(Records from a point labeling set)
* Start *

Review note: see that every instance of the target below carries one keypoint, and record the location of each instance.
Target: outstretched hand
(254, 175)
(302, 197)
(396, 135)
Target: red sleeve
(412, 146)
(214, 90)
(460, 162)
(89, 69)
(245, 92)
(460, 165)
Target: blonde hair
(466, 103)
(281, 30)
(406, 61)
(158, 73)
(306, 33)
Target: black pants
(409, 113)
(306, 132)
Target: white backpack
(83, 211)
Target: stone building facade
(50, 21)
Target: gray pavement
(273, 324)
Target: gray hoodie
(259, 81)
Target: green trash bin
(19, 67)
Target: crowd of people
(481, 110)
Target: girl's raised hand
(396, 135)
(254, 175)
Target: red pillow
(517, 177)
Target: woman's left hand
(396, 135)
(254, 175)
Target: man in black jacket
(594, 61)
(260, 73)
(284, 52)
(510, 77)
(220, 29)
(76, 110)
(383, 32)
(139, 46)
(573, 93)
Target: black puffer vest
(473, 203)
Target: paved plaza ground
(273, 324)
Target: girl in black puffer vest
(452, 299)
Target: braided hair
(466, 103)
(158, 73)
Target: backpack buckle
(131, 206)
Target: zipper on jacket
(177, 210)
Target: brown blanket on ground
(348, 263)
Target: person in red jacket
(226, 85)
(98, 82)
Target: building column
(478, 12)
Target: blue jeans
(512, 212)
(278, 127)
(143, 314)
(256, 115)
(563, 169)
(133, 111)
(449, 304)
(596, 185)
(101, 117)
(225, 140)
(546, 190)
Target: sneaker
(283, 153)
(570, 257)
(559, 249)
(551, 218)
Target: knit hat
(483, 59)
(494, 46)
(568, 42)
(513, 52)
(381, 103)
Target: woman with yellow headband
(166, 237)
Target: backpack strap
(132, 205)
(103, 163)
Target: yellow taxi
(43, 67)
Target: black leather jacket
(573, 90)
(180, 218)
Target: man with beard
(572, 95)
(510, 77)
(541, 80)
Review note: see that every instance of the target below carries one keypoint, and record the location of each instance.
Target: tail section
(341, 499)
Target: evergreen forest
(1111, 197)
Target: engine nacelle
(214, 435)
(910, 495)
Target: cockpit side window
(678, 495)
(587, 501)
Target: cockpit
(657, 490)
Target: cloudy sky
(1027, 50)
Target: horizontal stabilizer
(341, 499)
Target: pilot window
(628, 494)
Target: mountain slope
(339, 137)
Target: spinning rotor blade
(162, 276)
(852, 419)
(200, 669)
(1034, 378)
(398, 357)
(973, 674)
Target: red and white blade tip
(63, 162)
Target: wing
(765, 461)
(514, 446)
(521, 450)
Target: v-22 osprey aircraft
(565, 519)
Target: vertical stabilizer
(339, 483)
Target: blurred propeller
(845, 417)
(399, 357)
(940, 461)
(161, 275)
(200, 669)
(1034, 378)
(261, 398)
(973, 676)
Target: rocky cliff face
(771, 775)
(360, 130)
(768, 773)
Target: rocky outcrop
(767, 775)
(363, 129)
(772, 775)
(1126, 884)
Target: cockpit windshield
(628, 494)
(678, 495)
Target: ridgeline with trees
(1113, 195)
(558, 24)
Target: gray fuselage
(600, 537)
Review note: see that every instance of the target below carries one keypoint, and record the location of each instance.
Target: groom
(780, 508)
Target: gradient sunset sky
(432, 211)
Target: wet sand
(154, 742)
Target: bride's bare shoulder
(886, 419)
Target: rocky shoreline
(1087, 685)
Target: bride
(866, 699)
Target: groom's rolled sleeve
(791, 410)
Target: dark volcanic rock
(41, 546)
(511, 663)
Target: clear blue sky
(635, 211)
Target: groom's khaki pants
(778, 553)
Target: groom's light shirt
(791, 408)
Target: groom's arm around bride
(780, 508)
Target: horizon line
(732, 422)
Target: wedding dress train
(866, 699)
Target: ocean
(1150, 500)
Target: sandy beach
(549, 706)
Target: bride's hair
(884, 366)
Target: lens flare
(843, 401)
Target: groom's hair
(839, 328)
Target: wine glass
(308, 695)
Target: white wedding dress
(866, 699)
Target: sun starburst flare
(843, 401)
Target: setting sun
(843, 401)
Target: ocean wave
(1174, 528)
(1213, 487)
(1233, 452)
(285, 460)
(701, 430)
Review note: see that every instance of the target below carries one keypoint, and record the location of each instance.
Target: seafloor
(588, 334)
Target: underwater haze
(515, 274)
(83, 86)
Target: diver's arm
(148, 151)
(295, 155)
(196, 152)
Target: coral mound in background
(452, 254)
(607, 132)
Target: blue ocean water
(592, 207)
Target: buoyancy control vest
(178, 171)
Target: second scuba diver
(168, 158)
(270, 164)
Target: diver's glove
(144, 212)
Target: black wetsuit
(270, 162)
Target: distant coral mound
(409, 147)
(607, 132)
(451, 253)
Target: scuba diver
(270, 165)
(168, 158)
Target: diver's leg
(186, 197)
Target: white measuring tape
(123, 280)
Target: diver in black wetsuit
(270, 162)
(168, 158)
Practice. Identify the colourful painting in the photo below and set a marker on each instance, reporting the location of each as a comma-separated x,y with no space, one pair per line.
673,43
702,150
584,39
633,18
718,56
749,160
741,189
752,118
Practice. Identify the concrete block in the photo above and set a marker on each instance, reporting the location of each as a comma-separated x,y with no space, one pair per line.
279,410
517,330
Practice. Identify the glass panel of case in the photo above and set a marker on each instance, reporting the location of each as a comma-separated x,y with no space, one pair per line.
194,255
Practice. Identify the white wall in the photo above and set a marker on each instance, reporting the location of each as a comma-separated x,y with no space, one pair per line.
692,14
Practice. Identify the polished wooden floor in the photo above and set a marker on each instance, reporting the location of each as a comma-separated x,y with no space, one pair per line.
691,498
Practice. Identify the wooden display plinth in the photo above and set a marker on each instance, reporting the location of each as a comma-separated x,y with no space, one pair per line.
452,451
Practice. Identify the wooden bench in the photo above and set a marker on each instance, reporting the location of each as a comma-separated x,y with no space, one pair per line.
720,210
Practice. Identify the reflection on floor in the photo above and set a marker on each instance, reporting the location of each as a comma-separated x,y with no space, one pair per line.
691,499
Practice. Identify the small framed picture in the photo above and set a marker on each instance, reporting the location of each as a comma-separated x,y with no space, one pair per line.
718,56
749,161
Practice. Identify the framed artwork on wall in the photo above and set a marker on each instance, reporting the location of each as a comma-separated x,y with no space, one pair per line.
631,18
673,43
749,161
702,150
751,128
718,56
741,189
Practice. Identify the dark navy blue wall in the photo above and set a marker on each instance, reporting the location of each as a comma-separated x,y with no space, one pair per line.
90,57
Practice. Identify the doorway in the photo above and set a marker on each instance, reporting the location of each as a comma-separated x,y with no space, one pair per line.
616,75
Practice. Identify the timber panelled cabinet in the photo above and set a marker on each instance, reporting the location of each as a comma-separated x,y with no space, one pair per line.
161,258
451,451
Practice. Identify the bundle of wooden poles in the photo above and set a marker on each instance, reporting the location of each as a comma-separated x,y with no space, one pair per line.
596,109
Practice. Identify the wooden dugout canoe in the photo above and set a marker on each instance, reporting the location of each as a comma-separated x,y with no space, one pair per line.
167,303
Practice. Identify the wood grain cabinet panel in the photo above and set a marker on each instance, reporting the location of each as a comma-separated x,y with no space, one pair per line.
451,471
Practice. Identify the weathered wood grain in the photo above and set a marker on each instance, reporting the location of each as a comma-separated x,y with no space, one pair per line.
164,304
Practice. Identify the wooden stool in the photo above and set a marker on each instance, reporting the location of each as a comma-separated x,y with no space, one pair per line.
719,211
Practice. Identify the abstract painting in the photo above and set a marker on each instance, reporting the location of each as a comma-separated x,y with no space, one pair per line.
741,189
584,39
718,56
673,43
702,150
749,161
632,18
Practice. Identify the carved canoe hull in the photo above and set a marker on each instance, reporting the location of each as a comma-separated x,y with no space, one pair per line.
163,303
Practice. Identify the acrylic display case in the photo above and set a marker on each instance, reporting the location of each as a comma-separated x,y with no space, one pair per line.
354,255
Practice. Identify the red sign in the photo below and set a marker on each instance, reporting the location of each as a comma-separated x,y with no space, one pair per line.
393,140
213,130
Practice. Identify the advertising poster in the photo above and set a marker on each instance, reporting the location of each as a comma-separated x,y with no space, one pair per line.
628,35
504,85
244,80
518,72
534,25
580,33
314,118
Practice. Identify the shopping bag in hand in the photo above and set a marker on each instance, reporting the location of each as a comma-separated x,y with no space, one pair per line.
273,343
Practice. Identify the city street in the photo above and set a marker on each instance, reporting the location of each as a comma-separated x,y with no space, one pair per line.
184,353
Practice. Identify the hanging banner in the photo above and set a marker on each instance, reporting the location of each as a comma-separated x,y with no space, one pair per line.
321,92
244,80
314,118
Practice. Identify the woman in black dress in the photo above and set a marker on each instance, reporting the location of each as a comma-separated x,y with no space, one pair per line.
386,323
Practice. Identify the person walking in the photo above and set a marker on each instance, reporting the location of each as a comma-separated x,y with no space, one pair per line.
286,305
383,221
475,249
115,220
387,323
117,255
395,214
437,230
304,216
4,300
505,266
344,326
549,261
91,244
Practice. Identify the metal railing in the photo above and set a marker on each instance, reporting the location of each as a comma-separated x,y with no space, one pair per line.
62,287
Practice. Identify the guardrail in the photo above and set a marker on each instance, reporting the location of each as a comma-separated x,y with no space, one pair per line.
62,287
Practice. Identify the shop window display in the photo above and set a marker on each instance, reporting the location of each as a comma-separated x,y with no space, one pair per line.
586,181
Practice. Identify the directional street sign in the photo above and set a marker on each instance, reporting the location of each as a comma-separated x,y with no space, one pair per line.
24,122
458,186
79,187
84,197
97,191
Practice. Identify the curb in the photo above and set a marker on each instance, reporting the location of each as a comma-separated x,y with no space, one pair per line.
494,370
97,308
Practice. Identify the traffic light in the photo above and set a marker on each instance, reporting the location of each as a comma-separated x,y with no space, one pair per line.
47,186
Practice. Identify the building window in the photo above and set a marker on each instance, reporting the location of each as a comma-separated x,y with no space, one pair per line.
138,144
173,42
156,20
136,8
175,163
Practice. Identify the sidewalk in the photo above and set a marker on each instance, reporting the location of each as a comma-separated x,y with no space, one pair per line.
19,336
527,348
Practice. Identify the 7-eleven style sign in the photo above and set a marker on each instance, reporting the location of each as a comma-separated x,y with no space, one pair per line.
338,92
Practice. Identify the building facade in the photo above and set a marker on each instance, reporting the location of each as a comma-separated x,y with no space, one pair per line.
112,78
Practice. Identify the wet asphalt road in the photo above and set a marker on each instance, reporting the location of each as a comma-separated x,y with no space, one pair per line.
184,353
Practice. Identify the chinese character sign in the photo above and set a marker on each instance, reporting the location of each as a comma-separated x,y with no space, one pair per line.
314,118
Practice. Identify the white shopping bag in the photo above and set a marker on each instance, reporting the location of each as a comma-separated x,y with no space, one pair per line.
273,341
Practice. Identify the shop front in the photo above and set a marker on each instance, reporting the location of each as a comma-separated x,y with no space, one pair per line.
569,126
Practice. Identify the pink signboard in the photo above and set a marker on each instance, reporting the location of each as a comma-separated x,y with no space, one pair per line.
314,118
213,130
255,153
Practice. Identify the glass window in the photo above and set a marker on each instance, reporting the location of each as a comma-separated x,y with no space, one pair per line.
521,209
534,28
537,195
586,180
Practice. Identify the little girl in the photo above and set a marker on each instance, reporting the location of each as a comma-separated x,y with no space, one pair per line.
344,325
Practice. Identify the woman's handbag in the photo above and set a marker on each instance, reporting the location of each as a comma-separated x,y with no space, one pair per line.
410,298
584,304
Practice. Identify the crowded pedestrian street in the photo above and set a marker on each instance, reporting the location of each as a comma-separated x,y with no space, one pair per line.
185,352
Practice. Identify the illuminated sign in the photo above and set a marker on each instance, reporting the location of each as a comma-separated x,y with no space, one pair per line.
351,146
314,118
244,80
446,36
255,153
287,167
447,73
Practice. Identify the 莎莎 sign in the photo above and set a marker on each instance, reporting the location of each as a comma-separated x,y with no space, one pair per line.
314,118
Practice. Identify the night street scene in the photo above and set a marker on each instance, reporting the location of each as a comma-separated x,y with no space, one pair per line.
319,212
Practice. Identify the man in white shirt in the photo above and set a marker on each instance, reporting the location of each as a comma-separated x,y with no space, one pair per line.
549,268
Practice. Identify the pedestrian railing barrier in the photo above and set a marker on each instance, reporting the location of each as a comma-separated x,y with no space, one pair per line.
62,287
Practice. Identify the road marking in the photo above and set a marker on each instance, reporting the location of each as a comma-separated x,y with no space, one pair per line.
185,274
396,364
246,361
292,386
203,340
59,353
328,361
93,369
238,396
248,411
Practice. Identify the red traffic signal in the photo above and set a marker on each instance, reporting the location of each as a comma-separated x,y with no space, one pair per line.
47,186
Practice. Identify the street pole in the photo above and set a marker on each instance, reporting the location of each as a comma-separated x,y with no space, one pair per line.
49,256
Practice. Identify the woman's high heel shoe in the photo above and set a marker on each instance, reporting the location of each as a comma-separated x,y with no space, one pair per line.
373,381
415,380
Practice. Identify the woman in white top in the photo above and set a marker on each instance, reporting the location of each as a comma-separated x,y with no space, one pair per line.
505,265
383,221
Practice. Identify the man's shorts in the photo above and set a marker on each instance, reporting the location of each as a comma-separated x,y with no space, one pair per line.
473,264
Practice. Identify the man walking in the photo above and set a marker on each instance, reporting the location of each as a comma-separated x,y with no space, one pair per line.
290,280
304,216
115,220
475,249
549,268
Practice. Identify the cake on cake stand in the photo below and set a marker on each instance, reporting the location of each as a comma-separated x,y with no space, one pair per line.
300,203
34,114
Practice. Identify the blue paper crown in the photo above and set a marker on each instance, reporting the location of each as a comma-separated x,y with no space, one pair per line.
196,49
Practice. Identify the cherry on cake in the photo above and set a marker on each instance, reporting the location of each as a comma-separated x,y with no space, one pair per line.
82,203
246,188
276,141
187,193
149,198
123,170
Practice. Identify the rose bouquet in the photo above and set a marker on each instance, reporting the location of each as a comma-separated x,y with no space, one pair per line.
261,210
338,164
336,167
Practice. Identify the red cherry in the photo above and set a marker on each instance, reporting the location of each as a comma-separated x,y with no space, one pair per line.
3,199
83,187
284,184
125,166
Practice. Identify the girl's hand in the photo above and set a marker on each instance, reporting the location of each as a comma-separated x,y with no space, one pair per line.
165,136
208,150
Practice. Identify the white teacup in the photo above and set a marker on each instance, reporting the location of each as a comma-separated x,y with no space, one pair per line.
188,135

* End *

Reproduce, exactly and with nothing added, the lines from the one that includes "Practice. Identify the rose" through the last line of the material.

**RESULT OF THE EXERCISE:**
Practice. Identify the rose bouquet in the photo above and set a marker on each instance, reporting the location of each as a comma-separated x,y with no space, one pair per line.
261,210
338,164
336,167
Practice. Identify the red cherry in the photo above and set a marker on each instance, reporting the location of each as a comma-separated x,y with no space, one pair per line.
3,199
83,187
284,184
125,166
Practice. Identify the girl's hand in the photo above and set a marker on each instance, reporting the location of each as a comma-separated x,y with no space, one pair per line.
165,136
208,150
Practice. Identify the white teacup in the photo above and set a marker on each instance, reporting the location of each as a comma-separated x,y with no space, one pair per line.
188,135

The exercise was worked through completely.